Put the data below into a two-column CSV with the header row input,output, one row for each input and its output. Wrap every field in double quotes and replace any line breaks within a field with spaces.

-- START Input data --

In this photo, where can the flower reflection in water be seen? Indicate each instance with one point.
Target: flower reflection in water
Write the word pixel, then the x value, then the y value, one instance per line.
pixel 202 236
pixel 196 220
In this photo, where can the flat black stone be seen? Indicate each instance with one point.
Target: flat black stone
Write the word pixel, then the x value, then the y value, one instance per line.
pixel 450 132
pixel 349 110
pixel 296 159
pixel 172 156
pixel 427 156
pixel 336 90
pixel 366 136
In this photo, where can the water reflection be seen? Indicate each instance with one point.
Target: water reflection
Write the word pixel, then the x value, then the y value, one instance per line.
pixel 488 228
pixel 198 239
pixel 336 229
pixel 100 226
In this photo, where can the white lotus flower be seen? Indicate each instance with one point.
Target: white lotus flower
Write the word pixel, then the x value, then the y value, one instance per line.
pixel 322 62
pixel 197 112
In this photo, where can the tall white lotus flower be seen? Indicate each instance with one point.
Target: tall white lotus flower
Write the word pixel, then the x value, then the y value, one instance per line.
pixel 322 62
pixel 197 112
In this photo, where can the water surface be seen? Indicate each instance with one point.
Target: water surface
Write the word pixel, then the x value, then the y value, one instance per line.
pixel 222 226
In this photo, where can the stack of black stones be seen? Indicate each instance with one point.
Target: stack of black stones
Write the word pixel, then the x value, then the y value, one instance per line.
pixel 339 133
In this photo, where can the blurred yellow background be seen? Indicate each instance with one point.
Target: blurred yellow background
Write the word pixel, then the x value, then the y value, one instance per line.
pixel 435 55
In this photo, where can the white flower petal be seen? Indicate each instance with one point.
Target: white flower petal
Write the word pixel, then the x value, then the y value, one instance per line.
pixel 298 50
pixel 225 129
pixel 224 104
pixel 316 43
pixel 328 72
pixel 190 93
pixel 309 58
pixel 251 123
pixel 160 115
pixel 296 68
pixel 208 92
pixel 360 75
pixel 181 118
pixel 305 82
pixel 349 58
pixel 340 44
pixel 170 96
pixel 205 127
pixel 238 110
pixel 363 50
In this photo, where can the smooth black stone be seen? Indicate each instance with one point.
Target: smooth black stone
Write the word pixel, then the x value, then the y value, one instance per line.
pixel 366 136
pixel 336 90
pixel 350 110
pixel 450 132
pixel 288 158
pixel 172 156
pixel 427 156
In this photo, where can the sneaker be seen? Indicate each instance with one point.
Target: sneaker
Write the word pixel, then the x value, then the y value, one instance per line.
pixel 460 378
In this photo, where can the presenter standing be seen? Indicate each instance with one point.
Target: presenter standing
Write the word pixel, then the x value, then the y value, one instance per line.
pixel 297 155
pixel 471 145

-- END Input data --

:: The result ::
input,output
"In this photo, where can the flower reflection in water be seen? Indicate each instance with one point. Target: flower reflection in water Write the word pixel, then the x value, then the y value, one instance per line.","pixel 202 236 pixel 196 220"
"In this photo, where can the flat black stone be seen? Indicate each instance with one point. Target: flat black stone Write the word pixel, then the x value, then the y value, one instance per line.","pixel 450 132 pixel 349 110 pixel 296 159 pixel 172 156 pixel 427 156 pixel 336 90 pixel 366 136"
"In this photo, where can the water reflection be seen? Indicate each instance with one point. Target: water reflection Write the word pixel, then the x value, then the y value, one instance per line.","pixel 488 228 pixel 198 239 pixel 336 229 pixel 100 226"
"In this photo, where can the white lotus flower be seen? Indicate each instance with one point. Target: white lotus flower Write the word pixel, then the x value, then the y value, one instance per line.","pixel 322 62 pixel 197 112"
"In this photo, where can the tall white lotus flower be seen? Indicate each instance with one point. Target: tall white lotus flower Write the word pixel, then the x value, then the y value, one instance per line.","pixel 322 62 pixel 197 112"
"In this photo, where can the water surface be seen? Indicate each instance with one point. Target: water surface Write the word pixel, then the x value, then the y value, one instance per line.","pixel 222 226"
"In this photo, where can the stack of black stones be seen? Indicate each instance with one point. Target: stack of black stones Write the word pixel, then the x value, then the y value, one instance per line.","pixel 339 133"
"In this photo, where can the blurred yellow background be seen? Indicate each instance with one point. Target: blurred yellow background Write the word pixel, then the x value, then the y value, one instance per line.","pixel 435 55"
"In this photo, where can the white flower petal be seen? Indicate each instance with one point. Target: white flower petal Write the word pixel, then the x value, then the y value, one instance per line.","pixel 298 50 pixel 225 129 pixel 224 104 pixel 316 43 pixel 328 72 pixel 190 93 pixel 309 58 pixel 251 123 pixel 160 115 pixel 296 68 pixel 208 92 pixel 360 75 pixel 181 118 pixel 305 82 pixel 349 58 pixel 340 44 pixel 170 96 pixel 205 127 pixel 238 110 pixel 363 50"
"In this photo, where can the smooth black stone be seen? Indicate each instance with one point. Target: smooth black stone Write the word pixel, then the x value, then the y value, one instance per line.","pixel 366 136 pixel 336 90 pixel 350 110 pixel 450 132 pixel 288 158 pixel 172 156 pixel 427 156"
"In this photo, where can the sneaker be seen? Indicate each instance with one point. Target: sneaker Write the word pixel, then the x value, then the y value, one instance per line.","pixel 460 378"
"In this photo, where can the presenter standing be seen? Indicate each instance with one point. Target: presenter standing Write the word pixel, then the x value, then the y value, one instance per line.","pixel 297 155 pixel 471 145"